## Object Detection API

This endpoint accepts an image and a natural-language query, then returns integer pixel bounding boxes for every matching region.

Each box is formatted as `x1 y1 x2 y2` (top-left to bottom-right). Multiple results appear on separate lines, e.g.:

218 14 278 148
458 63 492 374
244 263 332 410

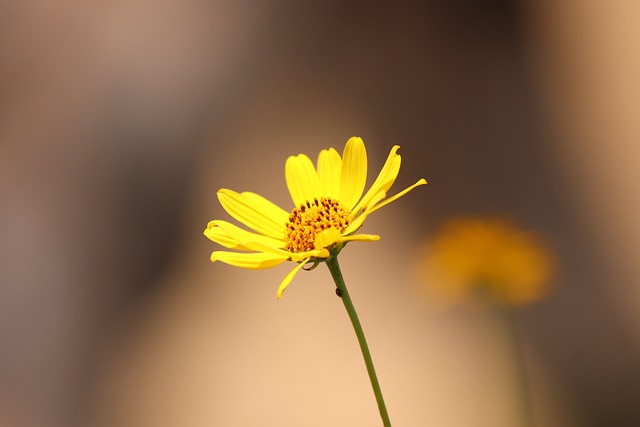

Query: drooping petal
205 220 288 255
318 148 342 200
204 221 249 251
218 188 284 239
284 154 322 207
211 251 288 270
240 191 289 226
339 137 367 210
343 178 427 235
351 145 401 218
276 258 309 299
342 234 380 242
363 178 427 214
342 190 387 235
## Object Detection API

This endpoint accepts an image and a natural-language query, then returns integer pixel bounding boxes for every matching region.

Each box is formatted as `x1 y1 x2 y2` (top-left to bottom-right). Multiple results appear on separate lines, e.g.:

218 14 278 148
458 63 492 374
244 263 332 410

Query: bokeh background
0 0 640 427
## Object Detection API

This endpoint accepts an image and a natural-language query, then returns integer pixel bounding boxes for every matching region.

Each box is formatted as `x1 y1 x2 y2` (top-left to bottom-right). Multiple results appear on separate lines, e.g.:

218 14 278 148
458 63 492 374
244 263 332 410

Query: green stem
327 256 391 427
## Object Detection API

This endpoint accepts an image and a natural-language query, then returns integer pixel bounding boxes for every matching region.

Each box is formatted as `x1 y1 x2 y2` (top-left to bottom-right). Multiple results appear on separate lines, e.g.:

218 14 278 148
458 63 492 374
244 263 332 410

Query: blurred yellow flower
420 217 555 305
204 137 427 298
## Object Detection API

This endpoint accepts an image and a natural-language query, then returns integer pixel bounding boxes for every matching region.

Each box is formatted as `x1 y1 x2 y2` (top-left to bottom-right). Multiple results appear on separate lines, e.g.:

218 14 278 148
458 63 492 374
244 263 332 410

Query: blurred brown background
0 0 640 427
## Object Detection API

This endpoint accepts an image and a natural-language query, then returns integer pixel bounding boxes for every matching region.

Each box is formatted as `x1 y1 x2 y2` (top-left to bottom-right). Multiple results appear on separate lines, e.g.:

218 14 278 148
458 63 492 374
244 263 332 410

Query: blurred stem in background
494 307 535 427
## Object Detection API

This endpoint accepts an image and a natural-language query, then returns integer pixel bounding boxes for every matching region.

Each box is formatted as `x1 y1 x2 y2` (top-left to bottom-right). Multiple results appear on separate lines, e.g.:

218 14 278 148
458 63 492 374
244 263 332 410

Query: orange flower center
284 197 349 252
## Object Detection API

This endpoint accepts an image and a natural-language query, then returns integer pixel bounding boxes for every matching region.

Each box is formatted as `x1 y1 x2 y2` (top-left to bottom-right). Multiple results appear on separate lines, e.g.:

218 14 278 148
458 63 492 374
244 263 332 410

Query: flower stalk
326 255 391 427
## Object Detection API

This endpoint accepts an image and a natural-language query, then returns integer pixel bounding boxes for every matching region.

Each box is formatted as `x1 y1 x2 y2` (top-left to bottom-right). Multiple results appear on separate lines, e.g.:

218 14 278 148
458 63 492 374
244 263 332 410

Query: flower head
421 218 554 305
204 137 427 298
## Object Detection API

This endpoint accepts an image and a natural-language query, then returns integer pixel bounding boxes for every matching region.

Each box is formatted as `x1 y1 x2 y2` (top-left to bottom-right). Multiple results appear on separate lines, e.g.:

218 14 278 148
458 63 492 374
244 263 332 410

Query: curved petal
363 178 427 214
276 258 309 299
340 136 367 210
342 190 387 236
342 234 380 242
204 221 249 251
284 154 321 207
205 220 287 255
318 148 342 200
351 145 401 218
240 191 289 226
211 251 287 270
218 188 285 239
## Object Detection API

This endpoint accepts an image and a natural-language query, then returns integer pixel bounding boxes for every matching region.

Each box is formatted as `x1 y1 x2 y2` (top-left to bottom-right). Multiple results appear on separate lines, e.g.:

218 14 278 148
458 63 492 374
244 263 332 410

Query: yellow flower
204 137 427 298
421 218 554 305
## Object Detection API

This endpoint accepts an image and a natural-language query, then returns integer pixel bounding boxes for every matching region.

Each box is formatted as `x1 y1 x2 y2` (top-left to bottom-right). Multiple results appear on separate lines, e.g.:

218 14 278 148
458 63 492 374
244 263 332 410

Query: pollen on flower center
284 197 349 252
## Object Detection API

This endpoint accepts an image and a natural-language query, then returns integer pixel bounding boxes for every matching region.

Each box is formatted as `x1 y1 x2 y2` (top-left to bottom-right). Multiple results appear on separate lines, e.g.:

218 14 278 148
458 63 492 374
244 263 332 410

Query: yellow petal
211 251 288 270
218 188 285 239
284 154 321 207
343 178 427 235
318 148 342 200
289 248 331 262
276 258 309 299
340 137 367 210
352 145 401 218
343 190 387 235
204 221 249 250
313 227 342 250
240 191 289 224
363 178 427 214
205 220 288 256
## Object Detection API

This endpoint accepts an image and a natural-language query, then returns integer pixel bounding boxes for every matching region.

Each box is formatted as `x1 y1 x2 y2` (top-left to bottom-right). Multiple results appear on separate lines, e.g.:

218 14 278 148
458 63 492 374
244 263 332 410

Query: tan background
0 0 640 427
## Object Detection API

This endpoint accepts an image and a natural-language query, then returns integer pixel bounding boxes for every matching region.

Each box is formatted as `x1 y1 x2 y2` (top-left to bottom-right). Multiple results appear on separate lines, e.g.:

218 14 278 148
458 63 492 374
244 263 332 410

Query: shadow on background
0 0 640 427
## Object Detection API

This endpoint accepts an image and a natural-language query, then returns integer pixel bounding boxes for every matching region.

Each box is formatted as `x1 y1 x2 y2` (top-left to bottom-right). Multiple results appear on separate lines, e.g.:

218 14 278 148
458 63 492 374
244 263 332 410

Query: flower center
284 197 349 252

***

Zadanie do wykonania —
Zbierz z materiału wszystkie wiersze, w których występuje słowo „petal”, i przepisz je w całości. Wielkość liter ma znaczenie.

Wynik ćwiczenia —
Query: drooping petal
Query: curved petal
Query: yellow petal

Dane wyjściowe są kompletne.